* Task requirements
Please update the lines below so that "even-odd rule" reads "nonzero winding rule" wherever it occurs, leaving everything else unchanged.

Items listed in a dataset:

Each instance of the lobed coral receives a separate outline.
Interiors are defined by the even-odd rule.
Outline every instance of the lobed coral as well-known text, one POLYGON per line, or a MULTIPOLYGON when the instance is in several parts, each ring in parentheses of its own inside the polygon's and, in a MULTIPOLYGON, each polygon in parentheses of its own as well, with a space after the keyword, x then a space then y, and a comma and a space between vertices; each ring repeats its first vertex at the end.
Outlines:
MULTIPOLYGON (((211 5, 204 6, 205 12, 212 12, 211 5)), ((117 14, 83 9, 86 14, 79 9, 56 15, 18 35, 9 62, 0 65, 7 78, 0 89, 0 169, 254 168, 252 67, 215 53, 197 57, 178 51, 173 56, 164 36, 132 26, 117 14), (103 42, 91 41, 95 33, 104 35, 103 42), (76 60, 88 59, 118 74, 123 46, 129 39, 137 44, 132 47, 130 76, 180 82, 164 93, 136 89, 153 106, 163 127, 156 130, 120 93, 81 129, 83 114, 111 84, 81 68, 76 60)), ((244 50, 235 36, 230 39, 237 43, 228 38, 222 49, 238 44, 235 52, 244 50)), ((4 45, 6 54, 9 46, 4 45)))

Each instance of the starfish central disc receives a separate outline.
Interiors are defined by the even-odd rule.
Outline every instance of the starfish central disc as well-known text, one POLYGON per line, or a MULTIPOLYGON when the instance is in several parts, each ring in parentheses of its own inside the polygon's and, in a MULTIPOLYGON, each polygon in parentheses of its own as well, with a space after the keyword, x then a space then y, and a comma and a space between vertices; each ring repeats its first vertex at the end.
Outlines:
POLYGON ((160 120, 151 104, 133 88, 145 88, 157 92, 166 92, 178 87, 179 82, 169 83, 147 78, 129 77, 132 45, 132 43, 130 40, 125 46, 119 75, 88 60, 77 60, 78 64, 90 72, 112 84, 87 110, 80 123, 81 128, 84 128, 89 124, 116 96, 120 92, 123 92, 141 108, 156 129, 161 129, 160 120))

* Result
Each instance of the lobed coral receives a separate outline.
Interiors are defined by the nonzero winding rule.
Outline every instance of the lobed coral as well-known text, one POLYGON per line, or a MULTIPOLYGON when the instance is in several parts, each ring in parentheses of its own inside the polygon's and, in a MULTIPOLYGON, each polygon in parentheses of its own as well, with a space after the keyword, x then a space then y, and a comma and a space between vertices; each ring repeats its first vertex at the end.
Outlines:
MULTIPOLYGON (((211 5, 204 6, 205 12, 212 12, 211 5)), ((117 14, 83 9, 86 14, 79 9, 56 15, 18 35, 9 62, 0 65, 7 78, 0 89, 0 169, 254 168, 252 67, 215 53, 197 57, 178 51, 173 56, 164 36, 132 26, 117 14), (103 42, 91 41, 95 33, 104 35, 103 42), (76 60, 88 59, 118 74, 123 46, 129 39, 137 44, 132 47, 130 76, 180 82, 164 93, 136 89, 153 106, 163 127, 156 130, 120 93, 81 129, 83 114, 111 84, 81 68, 76 60)), ((244 50, 235 36, 230 39, 237 43, 228 38, 222 49, 238 44, 235 52, 244 50)), ((4 45, 6 54, 9 46, 4 45)))

Each instance of the starfish central disc receives a separate outline.
Interiors are defined by the nonzero winding rule.
Outline every instance of the starfish central disc as well-known text, one POLYGON per line, or a MULTIPOLYGON when the instance is in several parts, each ring in parentheses of its own inside the polygon's and, in a MULTIPOLYGON, each polygon in parentheses of its own as well, with a space after the keyword, x then a space then y, and a comma and a space between vertices; each ring repeats its first vertex at the end.
Outlines:
POLYGON ((160 120, 151 104, 133 88, 145 88, 157 92, 166 92, 178 87, 179 82, 169 83, 147 78, 129 77, 132 45, 132 43, 130 40, 125 46, 119 75, 88 60, 77 60, 78 64, 90 72, 112 84, 87 110, 80 123, 81 128, 84 128, 89 124, 116 96, 120 92, 123 92, 141 108, 156 129, 161 129, 160 120))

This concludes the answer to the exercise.